(DIRECTIONS FOR THIS TASK):
Reproduce every record below exactly as written, but leave out any pictures.

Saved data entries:

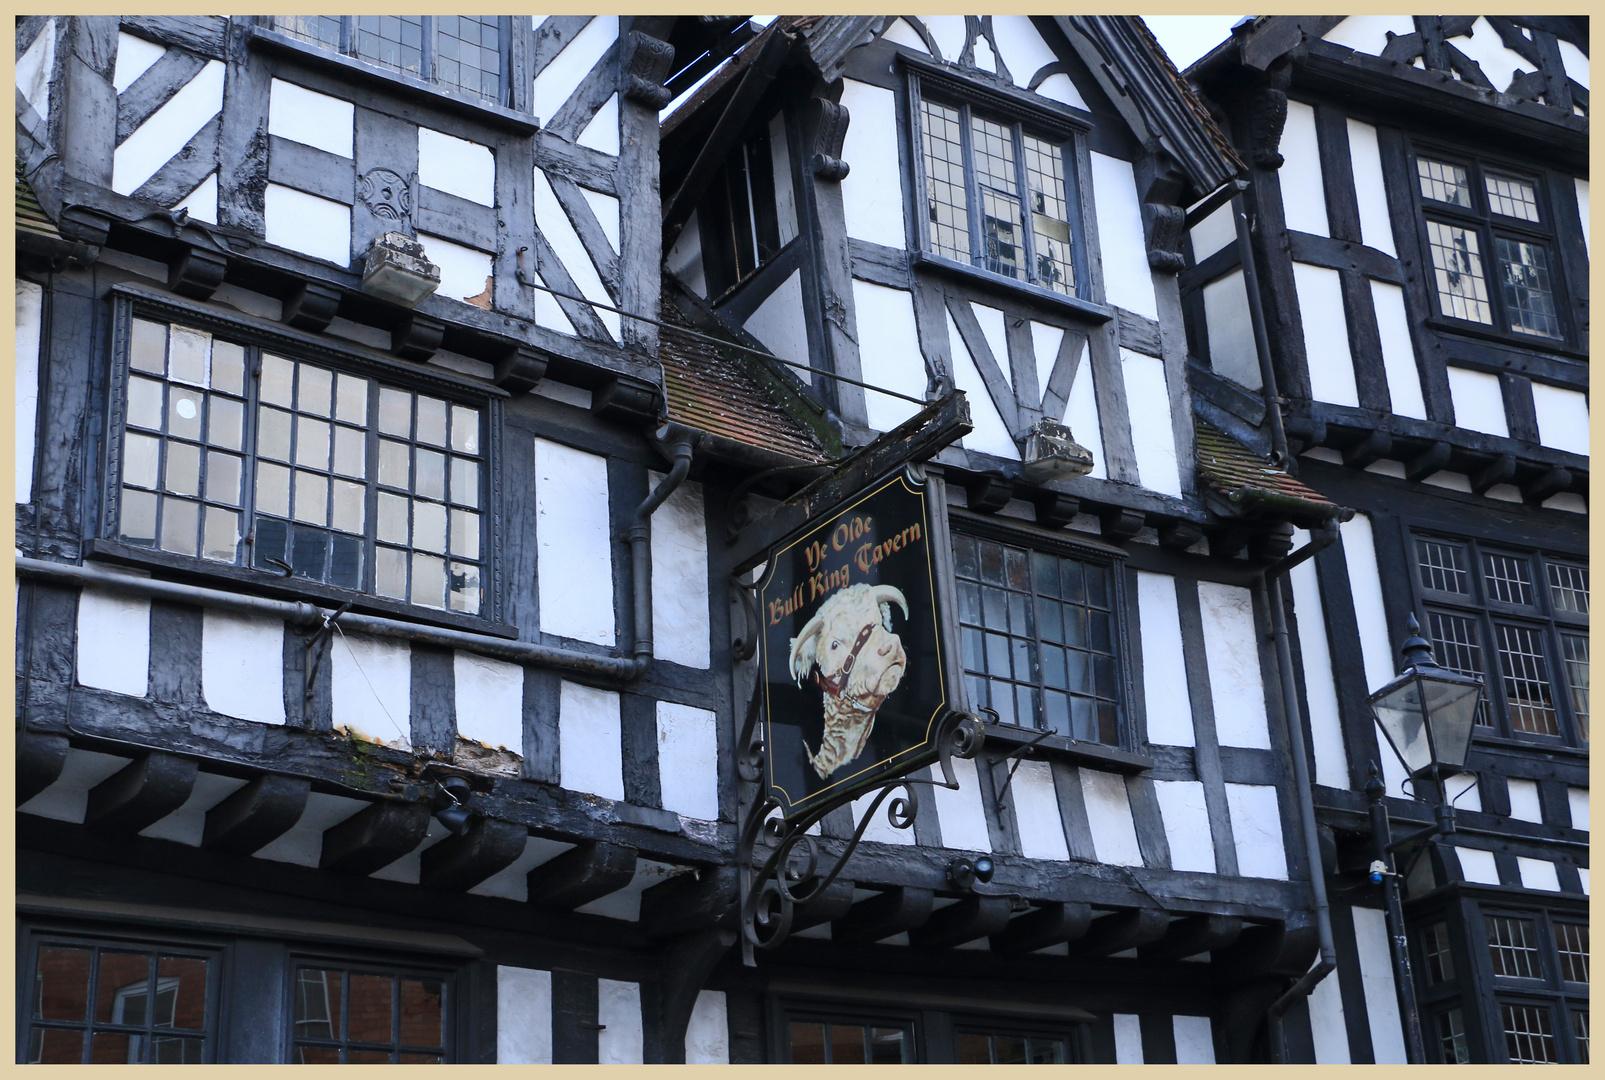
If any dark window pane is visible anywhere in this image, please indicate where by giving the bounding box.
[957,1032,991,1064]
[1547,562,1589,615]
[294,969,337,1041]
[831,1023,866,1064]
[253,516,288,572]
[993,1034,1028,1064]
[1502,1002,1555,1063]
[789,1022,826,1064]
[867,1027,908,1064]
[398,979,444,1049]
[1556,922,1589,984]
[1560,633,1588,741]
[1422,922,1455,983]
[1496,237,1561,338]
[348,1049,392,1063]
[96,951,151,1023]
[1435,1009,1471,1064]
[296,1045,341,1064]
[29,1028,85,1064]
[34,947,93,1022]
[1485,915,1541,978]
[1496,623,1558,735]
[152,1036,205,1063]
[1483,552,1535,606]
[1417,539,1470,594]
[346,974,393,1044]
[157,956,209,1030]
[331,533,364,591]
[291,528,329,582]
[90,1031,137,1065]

(YOUR RESPONSE):
If any dark window pane is visible anywhere in this image, please indicate where by giving the bounding box.
[957,1032,991,1064]
[1547,562,1589,615]
[294,969,337,1041]
[831,1023,866,1064]
[253,516,288,572]
[993,1034,1028,1064]
[1502,1002,1555,1063]
[789,1022,826,1064]
[867,1027,908,1064]
[398,979,444,1049]
[1556,922,1589,984]
[1560,633,1588,741]
[1422,922,1455,983]
[1496,237,1561,338]
[348,1049,392,1063]
[96,951,151,1023]
[1435,1009,1471,1064]
[296,1045,341,1064]
[29,1028,85,1064]
[34,947,93,1022]
[1485,915,1541,978]
[1496,623,1558,735]
[152,1036,205,1063]
[1483,552,1535,606]
[1417,539,1470,594]
[346,974,393,1044]
[157,956,209,1030]
[331,533,364,591]
[291,528,329,582]
[90,1031,137,1065]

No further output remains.